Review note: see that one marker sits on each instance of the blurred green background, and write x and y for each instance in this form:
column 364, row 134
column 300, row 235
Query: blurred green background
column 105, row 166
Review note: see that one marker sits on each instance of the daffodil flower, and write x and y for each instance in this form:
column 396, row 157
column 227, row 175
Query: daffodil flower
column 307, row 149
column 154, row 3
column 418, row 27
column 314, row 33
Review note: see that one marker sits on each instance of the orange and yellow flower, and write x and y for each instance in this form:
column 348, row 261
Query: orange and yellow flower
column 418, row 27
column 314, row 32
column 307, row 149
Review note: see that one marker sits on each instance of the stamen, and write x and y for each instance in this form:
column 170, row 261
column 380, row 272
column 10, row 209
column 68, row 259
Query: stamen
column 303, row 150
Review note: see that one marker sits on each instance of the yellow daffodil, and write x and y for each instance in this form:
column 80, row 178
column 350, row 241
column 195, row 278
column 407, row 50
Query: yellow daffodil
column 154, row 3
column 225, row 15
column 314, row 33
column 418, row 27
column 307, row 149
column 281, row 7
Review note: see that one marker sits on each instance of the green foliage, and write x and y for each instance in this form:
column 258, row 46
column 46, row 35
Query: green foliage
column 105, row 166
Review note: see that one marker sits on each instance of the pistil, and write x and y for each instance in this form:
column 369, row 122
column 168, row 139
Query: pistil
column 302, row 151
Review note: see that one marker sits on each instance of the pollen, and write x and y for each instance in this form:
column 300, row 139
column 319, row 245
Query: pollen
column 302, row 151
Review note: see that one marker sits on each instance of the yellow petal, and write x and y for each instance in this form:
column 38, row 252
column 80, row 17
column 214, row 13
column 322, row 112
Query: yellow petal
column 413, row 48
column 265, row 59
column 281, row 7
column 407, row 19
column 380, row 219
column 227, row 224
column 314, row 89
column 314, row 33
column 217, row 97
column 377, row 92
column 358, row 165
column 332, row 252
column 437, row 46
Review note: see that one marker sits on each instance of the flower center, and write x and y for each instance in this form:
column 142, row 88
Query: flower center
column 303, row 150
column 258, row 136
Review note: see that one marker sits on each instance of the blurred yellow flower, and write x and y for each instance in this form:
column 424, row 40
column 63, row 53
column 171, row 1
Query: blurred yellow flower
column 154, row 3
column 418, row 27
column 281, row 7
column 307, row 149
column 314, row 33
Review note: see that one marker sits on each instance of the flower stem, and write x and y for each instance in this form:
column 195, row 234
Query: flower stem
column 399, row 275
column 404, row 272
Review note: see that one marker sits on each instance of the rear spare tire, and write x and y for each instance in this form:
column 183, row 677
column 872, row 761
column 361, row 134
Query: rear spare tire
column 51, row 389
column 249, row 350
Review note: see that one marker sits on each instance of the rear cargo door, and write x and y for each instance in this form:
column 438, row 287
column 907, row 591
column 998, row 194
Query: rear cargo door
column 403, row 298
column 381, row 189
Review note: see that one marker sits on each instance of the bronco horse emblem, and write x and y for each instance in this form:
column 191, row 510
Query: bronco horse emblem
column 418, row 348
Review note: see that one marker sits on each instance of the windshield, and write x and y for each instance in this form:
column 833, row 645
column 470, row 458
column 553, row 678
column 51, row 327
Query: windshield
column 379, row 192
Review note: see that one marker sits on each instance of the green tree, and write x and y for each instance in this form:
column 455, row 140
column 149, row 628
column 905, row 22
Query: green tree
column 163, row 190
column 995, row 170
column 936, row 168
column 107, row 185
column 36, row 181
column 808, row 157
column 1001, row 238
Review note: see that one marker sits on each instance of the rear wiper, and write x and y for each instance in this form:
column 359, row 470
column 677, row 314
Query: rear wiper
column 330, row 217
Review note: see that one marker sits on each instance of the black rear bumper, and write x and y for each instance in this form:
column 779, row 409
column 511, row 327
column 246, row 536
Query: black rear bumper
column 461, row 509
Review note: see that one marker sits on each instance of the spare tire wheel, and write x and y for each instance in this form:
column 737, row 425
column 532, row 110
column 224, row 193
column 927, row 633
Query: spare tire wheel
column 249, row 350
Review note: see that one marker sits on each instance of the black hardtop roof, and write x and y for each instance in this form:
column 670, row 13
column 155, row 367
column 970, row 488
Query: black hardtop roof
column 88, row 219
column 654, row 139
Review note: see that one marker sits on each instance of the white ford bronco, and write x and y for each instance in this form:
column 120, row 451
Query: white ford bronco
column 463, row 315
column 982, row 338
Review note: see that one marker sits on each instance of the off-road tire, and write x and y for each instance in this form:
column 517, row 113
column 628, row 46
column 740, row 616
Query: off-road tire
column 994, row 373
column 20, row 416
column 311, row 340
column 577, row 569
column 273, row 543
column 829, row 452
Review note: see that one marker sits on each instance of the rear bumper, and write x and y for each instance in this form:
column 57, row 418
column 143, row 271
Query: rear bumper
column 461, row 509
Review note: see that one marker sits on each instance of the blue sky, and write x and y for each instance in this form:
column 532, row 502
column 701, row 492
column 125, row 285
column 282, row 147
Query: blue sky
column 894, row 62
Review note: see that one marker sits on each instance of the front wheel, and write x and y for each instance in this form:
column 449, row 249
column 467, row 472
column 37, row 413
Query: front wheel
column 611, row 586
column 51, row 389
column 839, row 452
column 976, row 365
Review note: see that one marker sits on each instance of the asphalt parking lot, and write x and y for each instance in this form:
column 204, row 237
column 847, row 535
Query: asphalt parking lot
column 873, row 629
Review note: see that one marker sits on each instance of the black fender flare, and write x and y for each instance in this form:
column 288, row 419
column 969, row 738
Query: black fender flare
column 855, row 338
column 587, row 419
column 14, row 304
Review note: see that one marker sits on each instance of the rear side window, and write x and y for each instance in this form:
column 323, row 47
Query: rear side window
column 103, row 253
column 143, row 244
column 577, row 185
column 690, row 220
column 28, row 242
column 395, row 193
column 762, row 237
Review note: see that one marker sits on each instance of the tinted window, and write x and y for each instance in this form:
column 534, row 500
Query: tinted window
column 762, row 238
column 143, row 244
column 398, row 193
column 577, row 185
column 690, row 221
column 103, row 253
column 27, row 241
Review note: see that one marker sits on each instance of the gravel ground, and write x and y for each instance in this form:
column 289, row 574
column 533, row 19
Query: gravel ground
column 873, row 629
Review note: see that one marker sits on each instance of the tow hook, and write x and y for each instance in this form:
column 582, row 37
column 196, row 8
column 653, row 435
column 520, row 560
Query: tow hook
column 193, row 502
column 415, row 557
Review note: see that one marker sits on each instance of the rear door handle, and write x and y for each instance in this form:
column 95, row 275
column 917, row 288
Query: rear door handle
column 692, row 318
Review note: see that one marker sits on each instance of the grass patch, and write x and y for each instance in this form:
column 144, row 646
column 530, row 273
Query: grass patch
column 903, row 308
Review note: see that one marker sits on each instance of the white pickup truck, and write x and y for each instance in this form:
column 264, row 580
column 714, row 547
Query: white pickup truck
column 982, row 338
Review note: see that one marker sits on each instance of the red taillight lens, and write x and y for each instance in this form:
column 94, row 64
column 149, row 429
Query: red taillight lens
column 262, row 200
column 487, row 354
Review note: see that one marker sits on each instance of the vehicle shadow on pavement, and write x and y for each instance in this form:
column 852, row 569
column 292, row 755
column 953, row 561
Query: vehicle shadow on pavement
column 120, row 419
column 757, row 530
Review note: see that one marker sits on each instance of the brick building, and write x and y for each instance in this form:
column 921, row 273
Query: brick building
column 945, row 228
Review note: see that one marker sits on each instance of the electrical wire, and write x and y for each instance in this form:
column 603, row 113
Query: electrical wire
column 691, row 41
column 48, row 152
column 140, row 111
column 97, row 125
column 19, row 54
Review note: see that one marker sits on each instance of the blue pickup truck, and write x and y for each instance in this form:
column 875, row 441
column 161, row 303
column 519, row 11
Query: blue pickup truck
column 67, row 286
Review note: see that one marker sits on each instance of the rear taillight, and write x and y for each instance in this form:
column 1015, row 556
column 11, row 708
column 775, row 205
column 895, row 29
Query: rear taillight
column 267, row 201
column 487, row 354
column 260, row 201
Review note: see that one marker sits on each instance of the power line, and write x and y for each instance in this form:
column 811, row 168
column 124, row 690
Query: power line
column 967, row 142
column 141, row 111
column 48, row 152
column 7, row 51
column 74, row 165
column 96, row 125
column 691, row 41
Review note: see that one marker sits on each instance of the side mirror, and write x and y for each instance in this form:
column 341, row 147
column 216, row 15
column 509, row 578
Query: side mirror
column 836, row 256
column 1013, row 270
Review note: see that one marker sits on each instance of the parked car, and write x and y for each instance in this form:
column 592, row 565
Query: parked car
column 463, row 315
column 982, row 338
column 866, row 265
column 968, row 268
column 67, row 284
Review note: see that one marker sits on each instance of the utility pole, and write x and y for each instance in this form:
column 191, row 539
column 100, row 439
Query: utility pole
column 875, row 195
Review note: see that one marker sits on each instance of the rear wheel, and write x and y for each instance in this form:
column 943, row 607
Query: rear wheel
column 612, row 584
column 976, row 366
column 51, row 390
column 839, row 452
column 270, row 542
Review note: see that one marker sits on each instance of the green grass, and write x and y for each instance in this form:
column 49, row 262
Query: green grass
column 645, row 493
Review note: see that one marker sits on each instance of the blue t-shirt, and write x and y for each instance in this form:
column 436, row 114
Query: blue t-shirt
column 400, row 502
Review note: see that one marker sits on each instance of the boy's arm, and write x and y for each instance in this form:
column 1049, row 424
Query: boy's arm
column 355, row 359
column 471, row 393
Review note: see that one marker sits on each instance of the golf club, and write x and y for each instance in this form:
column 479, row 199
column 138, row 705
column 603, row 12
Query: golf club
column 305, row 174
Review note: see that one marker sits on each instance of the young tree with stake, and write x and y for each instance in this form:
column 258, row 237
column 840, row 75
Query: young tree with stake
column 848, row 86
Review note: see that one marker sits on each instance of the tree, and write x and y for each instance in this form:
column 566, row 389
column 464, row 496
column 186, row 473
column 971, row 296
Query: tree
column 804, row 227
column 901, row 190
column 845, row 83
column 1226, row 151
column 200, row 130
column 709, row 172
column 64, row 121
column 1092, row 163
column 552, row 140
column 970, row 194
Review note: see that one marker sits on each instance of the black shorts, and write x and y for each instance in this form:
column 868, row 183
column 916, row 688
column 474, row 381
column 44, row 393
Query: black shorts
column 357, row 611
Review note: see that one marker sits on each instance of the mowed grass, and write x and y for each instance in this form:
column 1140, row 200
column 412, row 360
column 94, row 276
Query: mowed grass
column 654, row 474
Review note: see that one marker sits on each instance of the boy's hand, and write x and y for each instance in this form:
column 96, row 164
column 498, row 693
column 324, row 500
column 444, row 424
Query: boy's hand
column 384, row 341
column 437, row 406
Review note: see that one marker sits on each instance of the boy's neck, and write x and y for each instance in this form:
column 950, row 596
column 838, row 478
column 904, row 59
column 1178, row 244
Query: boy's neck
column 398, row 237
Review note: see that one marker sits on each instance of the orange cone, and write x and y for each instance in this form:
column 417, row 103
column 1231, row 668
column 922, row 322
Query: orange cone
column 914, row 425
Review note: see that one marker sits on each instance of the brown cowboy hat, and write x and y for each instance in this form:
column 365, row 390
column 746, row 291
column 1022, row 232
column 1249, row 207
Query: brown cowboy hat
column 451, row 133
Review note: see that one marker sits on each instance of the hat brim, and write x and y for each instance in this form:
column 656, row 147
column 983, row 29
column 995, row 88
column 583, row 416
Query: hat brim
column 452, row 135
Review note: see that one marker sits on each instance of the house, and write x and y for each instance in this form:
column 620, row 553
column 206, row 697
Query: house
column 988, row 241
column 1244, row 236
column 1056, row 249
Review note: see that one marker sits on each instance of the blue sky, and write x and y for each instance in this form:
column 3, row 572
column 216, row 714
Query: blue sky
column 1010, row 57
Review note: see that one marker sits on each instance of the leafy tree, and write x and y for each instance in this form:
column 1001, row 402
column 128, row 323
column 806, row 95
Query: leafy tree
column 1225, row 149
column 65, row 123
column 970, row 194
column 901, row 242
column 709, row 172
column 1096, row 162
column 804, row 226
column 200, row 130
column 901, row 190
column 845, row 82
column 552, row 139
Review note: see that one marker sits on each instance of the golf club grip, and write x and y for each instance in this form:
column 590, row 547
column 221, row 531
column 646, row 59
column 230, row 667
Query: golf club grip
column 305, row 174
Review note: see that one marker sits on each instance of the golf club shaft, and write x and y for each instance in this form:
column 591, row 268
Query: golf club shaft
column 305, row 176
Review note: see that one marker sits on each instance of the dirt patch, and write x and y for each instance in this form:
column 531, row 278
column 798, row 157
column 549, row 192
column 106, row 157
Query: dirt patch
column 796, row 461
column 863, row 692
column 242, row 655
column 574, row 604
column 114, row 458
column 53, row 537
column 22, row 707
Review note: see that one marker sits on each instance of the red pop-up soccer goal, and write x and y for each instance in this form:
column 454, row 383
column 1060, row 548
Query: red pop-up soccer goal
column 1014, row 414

::::::

_Exercise goal_
Copy out the lines of the listing above exactly, starting at the line that contains "of the grass" and ending at the line that contains "column 903, row 308", with both of those lines included.

_Solution for this problem_
Review note: see that one marker sits on each instance of the grass patch, and write x and y for each instance in this form:
column 144, row 646
column 530, row 273
Query: grass patch
column 903, row 308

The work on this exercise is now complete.